### [SOURCE PASSAGE]
►
File: ExtremesData.Rd

package info (click to toggle)
fextremes 4032.84-1
links: PTS, VCS
area: main
in suites: forky, sid, trixie
size: 744 kB
sloc: makefile: 14
file content (328 lines) | stat: -rw-r--r-- 11,271 bytes
\name{ExtremesData}

\alias{ExtremesData}

\alias{emdPlot}
\alias{qqparetoPlot}

\alias{mePlot}
\alias{mrlPlot}
\alias{mxfPlot}

\alias{msratioPlot}

\alias{recordsPlot}
\alias{ssrecordsPlot}

\alias{sllnPlot}
\alias{lilPlot}

\alias{xacfPlot}

\alias{normMeanExcessFit} 
\alias{ghMeanExcessFit}   
\alias{hypMeanExcessFit}    
\alias{nigMeanExcessFit}    
\alias{ghtMeanExcessFit}    


\title{Explorative Data Analysis}


\description{

    A collection and description of functions for 
    explorative data analysis. The tools include 
    plot functions for empirical distributions, quantile 
    plots, graphs exploring the properties of exceedances 
    over a threshold, plots for mean/sum ratio and for 
    the development of records.
◄
### [GIVEN DATA]
►
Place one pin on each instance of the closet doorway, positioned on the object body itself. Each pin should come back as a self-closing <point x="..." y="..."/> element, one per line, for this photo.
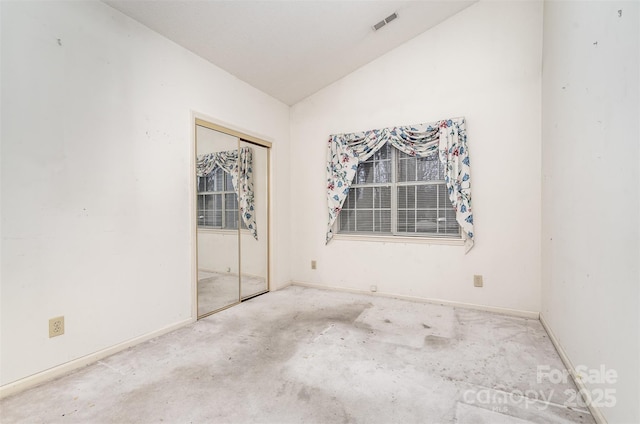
<point x="232" y="216"/>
◄
### [JOBS]
[A] From the ExtremesData.Rd page, print the part between "A collection and" and "development of records.", inclusive.
[B] Using the ExtremesData.Rd page, decide whether each statement holds, answering yes or no and quoting the words that decide it: (i) The package version given is 4032.84-1. (ii) The file runs to 400 lines. (iii) The title of the file is Explorative Data Analysis.
[C] According to the ExtremesData.Rd page, which suites is the package in?

### [TASK-BY-TASK ANSWERS]
[A]
A collection and description of functions for 
    explorative data analysis. The tools include 
    plot functions for empirical distributions, quantile 
    plots, graphs exploring the properties of exceedances 
    over a threshold, plots for mean/sum ratio and for 
    the development of records.

[B] (i) Yes: "fextremes 4032.84-1". (ii) No: "file content (328 lines)". (iii) Yes: "\title{Explorative Data Analysis}".

[C] Forky, sid, and trixie.